» What the exercise asks: Copy all of the material below line for line, changing nothing, and leave out the pictures.

» Given entries:
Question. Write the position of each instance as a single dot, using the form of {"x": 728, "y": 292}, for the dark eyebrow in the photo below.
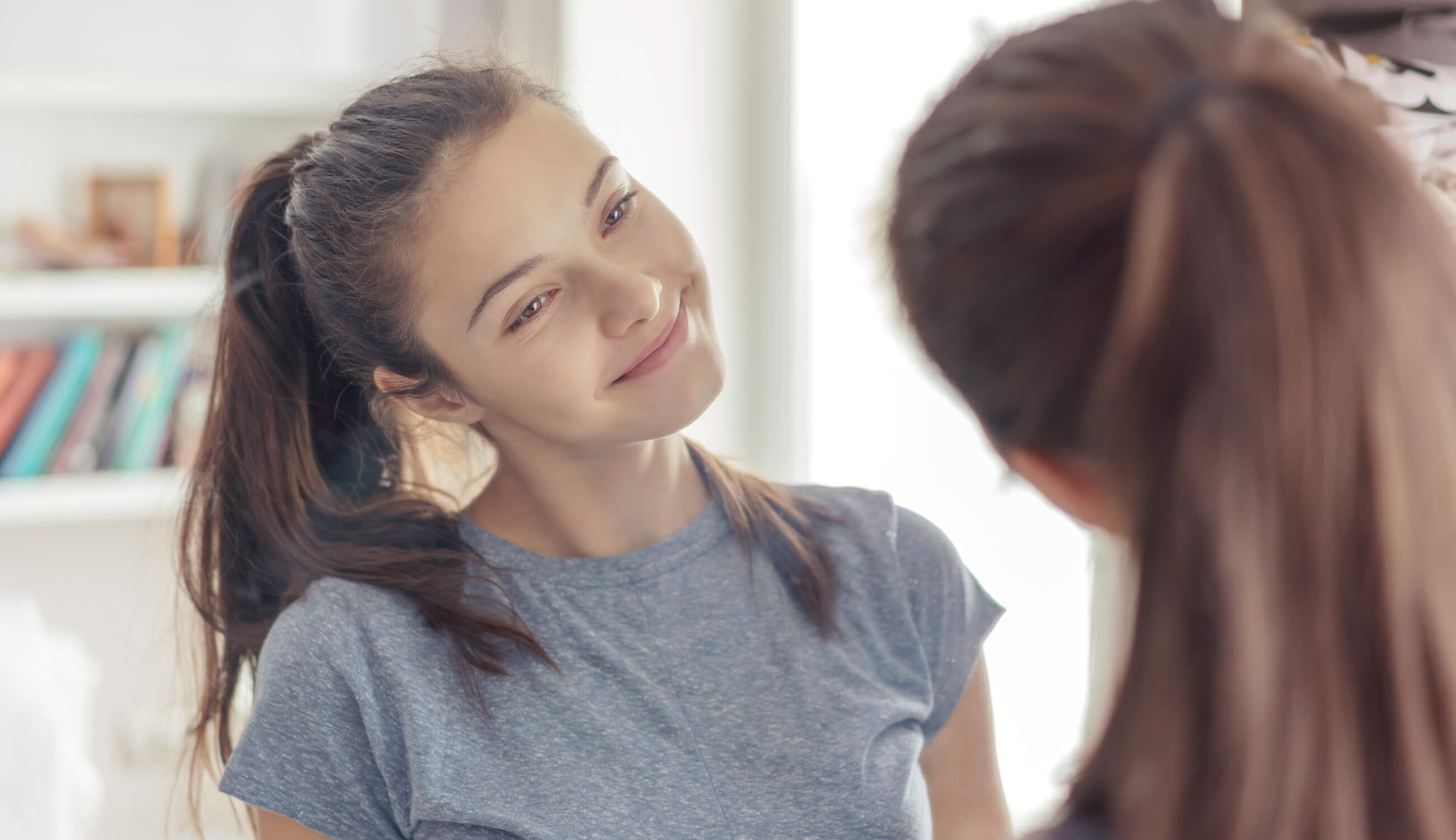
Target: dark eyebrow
{"x": 596, "y": 183}
{"x": 506, "y": 280}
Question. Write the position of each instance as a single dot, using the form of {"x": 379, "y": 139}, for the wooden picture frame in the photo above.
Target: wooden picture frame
{"x": 134, "y": 213}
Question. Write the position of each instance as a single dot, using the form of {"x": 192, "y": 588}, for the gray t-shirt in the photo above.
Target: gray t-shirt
{"x": 698, "y": 702}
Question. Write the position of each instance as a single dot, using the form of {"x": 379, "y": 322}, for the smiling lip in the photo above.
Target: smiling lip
{"x": 661, "y": 350}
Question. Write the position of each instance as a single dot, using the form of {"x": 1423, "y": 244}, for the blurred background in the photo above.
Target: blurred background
{"x": 768, "y": 125}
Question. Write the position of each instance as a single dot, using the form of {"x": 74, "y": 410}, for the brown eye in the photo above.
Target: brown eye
{"x": 532, "y": 311}
{"x": 619, "y": 212}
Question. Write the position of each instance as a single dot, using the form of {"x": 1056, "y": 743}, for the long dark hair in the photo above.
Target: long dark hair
{"x": 1161, "y": 241}
{"x": 302, "y": 472}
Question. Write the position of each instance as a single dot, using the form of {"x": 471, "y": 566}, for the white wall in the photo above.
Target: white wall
{"x": 879, "y": 416}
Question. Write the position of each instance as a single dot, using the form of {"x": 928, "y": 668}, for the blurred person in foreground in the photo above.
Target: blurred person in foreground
{"x": 1199, "y": 302}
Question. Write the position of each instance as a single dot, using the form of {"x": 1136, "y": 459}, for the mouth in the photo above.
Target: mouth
{"x": 663, "y": 347}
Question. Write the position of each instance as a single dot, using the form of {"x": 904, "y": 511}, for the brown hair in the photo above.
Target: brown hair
{"x": 302, "y": 474}
{"x": 1158, "y": 239}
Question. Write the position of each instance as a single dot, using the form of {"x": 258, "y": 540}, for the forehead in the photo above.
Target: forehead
{"x": 504, "y": 198}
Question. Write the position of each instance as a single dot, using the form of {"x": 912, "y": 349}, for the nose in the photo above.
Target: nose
{"x": 628, "y": 297}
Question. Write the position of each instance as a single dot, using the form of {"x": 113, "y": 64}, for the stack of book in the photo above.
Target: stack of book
{"x": 100, "y": 401}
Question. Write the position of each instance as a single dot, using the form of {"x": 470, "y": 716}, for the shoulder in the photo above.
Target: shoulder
{"x": 334, "y": 625}
{"x": 872, "y": 520}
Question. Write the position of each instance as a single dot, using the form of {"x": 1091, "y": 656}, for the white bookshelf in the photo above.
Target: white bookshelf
{"x": 174, "y": 95}
{"x": 107, "y": 296}
{"x": 45, "y": 304}
{"x": 91, "y": 498}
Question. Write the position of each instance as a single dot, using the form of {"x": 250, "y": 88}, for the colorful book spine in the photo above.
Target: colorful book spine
{"x": 129, "y": 405}
{"x": 35, "y": 367}
{"x": 9, "y": 366}
{"x": 79, "y": 447}
{"x": 149, "y": 434}
{"x": 45, "y": 424}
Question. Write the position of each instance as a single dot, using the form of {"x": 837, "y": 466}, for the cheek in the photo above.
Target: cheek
{"x": 542, "y": 388}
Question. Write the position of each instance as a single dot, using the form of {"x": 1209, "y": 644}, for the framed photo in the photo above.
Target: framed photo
{"x": 134, "y": 214}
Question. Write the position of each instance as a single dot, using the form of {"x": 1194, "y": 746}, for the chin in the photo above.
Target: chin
{"x": 670, "y": 409}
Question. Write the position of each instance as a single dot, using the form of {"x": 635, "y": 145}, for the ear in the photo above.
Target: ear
{"x": 1072, "y": 485}
{"x": 445, "y": 407}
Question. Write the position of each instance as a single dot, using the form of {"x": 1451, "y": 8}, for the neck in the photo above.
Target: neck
{"x": 570, "y": 504}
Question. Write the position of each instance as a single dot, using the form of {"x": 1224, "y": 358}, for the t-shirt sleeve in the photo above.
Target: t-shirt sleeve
{"x": 305, "y": 752}
{"x": 951, "y": 610}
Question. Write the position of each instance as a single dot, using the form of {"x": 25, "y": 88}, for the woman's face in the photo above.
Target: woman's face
{"x": 567, "y": 300}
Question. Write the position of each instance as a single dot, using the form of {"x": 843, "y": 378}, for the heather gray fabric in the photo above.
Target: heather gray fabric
{"x": 697, "y": 701}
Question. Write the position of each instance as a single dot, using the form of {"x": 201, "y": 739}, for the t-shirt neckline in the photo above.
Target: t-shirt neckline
{"x": 697, "y": 538}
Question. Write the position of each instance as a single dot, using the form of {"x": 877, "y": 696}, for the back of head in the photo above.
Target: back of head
{"x": 1156, "y": 239}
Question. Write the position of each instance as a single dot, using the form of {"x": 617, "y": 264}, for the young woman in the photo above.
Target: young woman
{"x": 620, "y": 637}
{"x": 1200, "y": 302}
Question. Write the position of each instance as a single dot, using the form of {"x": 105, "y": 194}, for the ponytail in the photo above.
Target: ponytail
{"x": 297, "y": 479}
{"x": 1163, "y": 244}
{"x": 785, "y": 526}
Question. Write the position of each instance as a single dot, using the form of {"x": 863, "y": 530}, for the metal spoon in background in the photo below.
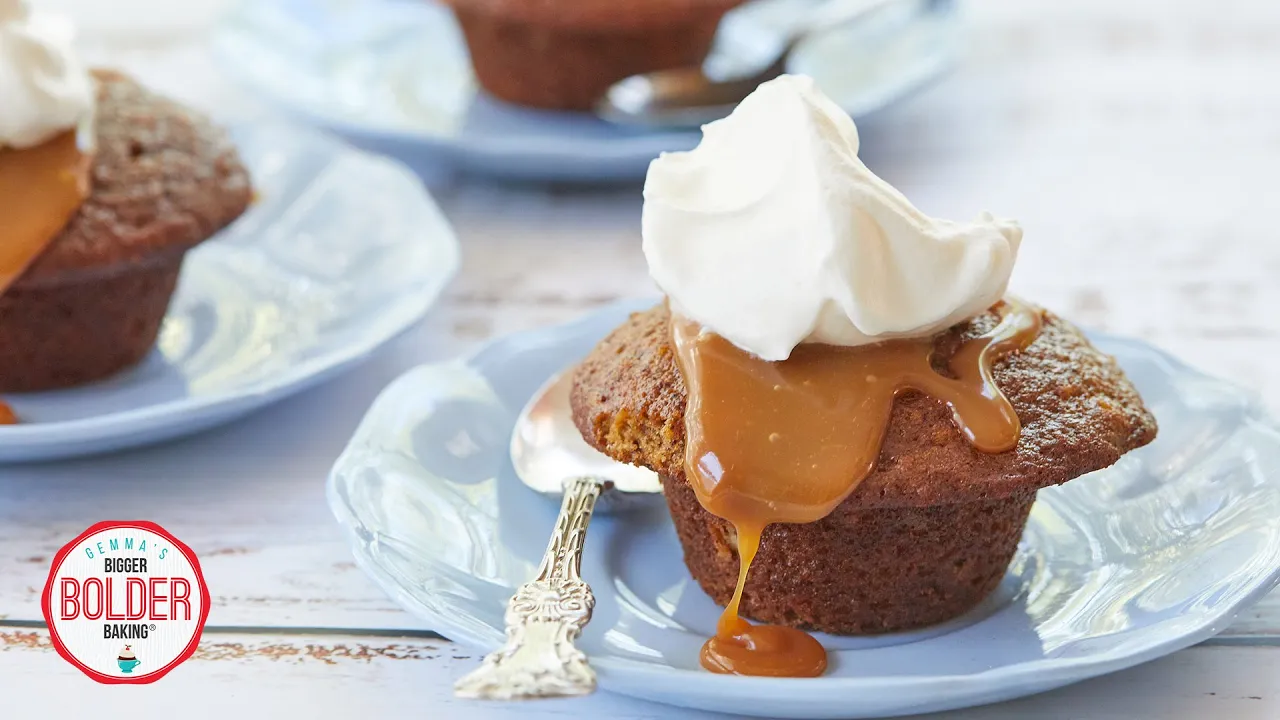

» Result of this task:
Question. Write the position of each instance as a single dot, using the form of {"x": 728, "y": 292}, for the dark eyebrow in the photo below.
Target: dark eyebrow
{"x": 596, "y": 183}
{"x": 506, "y": 280}
Question. Write the position of each instance as a single dot, using the form of {"x": 379, "y": 139}, for the wooden picture frame in the photo above.
Target: wooden picture frame
{"x": 134, "y": 213}
Question. Write the position of each instance as a single dot, using the form of {"x": 192, "y": 588}, for the gray t-shirt in the photo above.
Target: gray t-shirt
{"x": 698, "y": 702}
Question. Write the position of each instance as a single dot, using the form of {"x": 379, "y": 322}, for the smiling lip in the photo above.
Target: smiling lip
{"x": 661, "y": 350}
Question. Write the position of each instance as a single dot, using the form of {"x": 1423, "y": 244}, for the blurred background in the photo above.
Target: blurred background
{"x": 768, "y": 125}
Question. Write the position of each instance as a single dot, using the form of {"x": 74, "y": 410}, for the brown eye in the photo above.
Target: brown eye
{"x": 532, "y": 311}
{"x": 619, "y": 212}
Question. Write the position of each instance as a single dot, using the form of {"x": 1056, "y": 743}, for the long dark hair in the photo above.
Target: long dark hair
{"x": 1161, "y": 241}
{"x": 302, "y": 472}
Question. Write the position of each instance as a single dot, using the form of {"x": 471, "y": 566}, for the white wall in the photo above.
Target: white wall
{"x": 879, "y": 416}
Question. Write the position of each instance as a single dot, using the form of {"x": 928, "y": 668}, for the blurred person in foreground in the photo above.
Target: blurred person in foreground
{"x": 1199, "y": 302}
Question. Write the position of each instance as a single dot, using the form of {"x": 1136, "y": 459}, for the mouth in the photo above.
Target: mouth
{"x": 663, "y": 347}
Question. Write the position of each instance as a single dot, using the form of {"x": 904, "y": 511}, for the brown hair in the photo above.
Target: brown hair
{"x": 302, "y": 474}
{"x": 1158, "y": 239}
Question. Write the position of each instance as a single dot, using the form of {"x": 258, "y": 540}, for the forehead in the photo above.
Target: forehead
{"x": 504, "y": 198}
Question. Write the position of each instance as a single dot, using the form of {"x": 912, "y": 349}, for the nose in the photo above.
Target: nose
{"x": 628, "y": 297}
Question. Write the position of each instance as a single dot, using the form of {"x": 113, "y": 64}, for the stack of book in the photo above.
Target: stack of book
{"x": 100, "y": 401}
Question. Write the position of each instance as a single dot, using the form of {"x": 470, "y": 716}, for the shoulder in the photo above.
Target: shoulder
{"x": 334, "y": 625}
{"x": 872, "y": 520}
Question. Write the position of each instance as a single dot, using the form of {"x": 1091, "y": 656}, for the white bookshelf in the photo above.
Target: white bookshelf
{"x": 174, "y": 95}
{"x": 107, "y": 296}
{"x": 45, "y": 304}
{"x": 91, "y": 498}
Question. Write the position of each instance as a single dot, using the form of {"x": 250, "y": 88}, for the colorful book spine in the photo above.
Target: colorful book spine
{"x": 129, "y": 405}
{"x": 35, "y": 367}
{"x": 9, "y": 366}
{"x": 79, "y": 447}
{"x": 149, "y": 434}
{"x": 45, "y": 424}
Question. Write the position of each instance as a single dot, using the form of {"x": 837, "y": 466}, for the cheek in the photo above.
Target: cheek
{"x": 542, "y": 388}
Question. Write the position of each instance as a single dot, using the form of {"x": 1209, "y": 644}, for the framed photo in the photo above.
Target: framed photo
{"x": 134, "y": 214}
Question. Write the position of each instance as a single dot, using the form of {"x": 1194, "y": 746}, for the chin in the photo above.
Target: chin
{"x": 670, "y": 409}
Question. Write the position of each instance as a single dot, using the form of {"x": 635, "y": 145}, for the ear in the photo above.
Target: ear
{"x": 1072, "y": 485}
{"x": 445, "y": 407}
Question. Write the position of each instance as a single dot, using the form of {"x": 1451, "y": 8}, for the neck in the photo above.
Target: neck
{"x": 570, "y": 504}
Question. Write the position of each instance as a single dot, using the form of {"x": 1224, "y": 358}, for the t-shirt sleeve in the photo above.
Target: t-shirt sleeve
{"x": 305, "y": 752}
{"x": 951, "y": 610}
Question. Write the position of each instance as a single dot, using the form of {"x": 25, "y": 88}, for the woman's face in the photo above.
Target: woman's face
{"x": 567, "y": 300}
Question. Write the position of each instance as a single dot, using the form of {"x": 843, "y": 378}, for the heather gray fabric in the photo above.
Target: heather gray fabric
{"x": 697, "y": 701}
Question. Write the position of each instance as a single dot, using the form of {"x": 201, "y": 739}, for the t-shirt neckline in the photo above.
Target: t-shirt neckline
{"x": 697, "y": 538}
Question. Write the position of each instance as a single dot, using the form of {"x": 877, "y": 696}, for the back of head in the photo above.
Target: back of head
{"x": 1156, "y": 239}
Question. Write the position of each instance as a single dot, using the form of {"x": 617, "y": 264}, for the young woman in the photo above.
Target: young woman
{"x": 620, "y": 637}
{"x": 1200, "y": 302}
Question. Write the position of each instance as a single dot, using the form of {"x": 105, "y": 194}, for the ponytail in the photo above.
Target: ponytail
{"x": 297, "y": 479}
{"x": 1163, "y": 244}
{"x": 785, "y": 526}
Question. Write the position of each instance as a single dot, using the form of {"x": 863, "y": 530}, for the metal spoon in background in the photo below.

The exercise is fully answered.